**AIM:** Offset every coordinate value in the answers by 10, and write out again the rows from the line containing "Can you see the black" through the line containing "Can you see the white", with all other wording on every line left unchanged.

**LISTED RECORDS:**
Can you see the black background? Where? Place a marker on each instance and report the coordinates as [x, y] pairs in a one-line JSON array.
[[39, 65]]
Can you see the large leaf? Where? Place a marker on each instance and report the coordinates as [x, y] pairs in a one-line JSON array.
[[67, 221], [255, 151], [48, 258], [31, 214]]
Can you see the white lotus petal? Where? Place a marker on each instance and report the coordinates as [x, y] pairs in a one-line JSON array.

==

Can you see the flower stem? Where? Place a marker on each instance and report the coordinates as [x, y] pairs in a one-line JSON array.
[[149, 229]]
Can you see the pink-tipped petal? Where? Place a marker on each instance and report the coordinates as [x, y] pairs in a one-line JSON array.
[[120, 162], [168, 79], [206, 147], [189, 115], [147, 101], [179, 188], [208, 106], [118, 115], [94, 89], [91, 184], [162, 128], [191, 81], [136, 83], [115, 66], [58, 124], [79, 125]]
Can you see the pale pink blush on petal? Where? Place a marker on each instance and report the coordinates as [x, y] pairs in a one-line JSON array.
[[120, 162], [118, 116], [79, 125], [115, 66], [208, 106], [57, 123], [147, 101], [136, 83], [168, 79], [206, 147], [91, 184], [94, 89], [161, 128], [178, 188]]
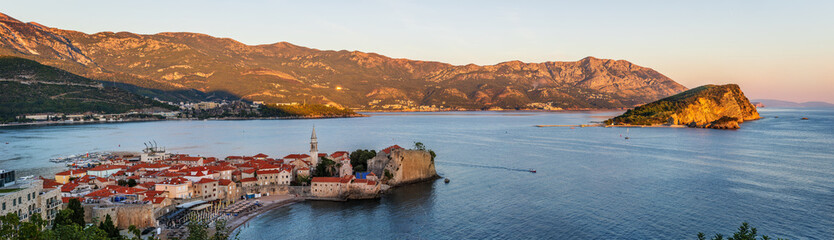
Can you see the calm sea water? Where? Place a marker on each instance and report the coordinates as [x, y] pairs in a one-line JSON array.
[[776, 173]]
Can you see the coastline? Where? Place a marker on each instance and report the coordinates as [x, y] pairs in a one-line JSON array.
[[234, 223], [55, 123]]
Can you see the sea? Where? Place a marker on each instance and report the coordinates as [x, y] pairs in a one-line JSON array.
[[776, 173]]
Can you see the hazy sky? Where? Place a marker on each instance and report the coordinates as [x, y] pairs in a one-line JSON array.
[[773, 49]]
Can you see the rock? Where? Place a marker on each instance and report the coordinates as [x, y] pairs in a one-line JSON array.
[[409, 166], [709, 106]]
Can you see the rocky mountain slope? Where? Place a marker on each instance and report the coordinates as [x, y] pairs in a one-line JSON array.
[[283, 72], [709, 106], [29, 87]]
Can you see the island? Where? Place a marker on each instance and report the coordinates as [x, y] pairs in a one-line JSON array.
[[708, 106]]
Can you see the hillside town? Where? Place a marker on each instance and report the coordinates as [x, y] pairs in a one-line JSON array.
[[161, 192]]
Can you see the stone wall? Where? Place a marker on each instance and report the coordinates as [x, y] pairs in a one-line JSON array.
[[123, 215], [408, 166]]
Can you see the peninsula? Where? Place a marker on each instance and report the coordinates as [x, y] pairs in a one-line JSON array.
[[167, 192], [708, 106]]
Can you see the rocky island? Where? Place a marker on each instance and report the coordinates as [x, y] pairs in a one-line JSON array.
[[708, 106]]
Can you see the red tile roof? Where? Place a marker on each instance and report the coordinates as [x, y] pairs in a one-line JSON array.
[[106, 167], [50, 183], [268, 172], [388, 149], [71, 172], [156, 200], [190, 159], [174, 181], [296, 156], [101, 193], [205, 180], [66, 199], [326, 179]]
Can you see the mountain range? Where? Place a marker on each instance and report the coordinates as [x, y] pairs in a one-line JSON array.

**EXERCISE RESPONSE:**
Can you see the black background? Where? Place a marker on each instance and report the coordinates as [x, y] pairs in a one-line JSON array.
[[49, 75]]
Can you see the large leaf? Where? Place a marker on each instance and report the coordinates as [x, y] pairs in a one-line JSON array.
[[77, 231], [265, 161], [58, 268], [41, 224]]
Can you see the white lotus petal? Where? Place a marker on each instance and report the coordinates as [x, y] pairs in a one-line JSON array.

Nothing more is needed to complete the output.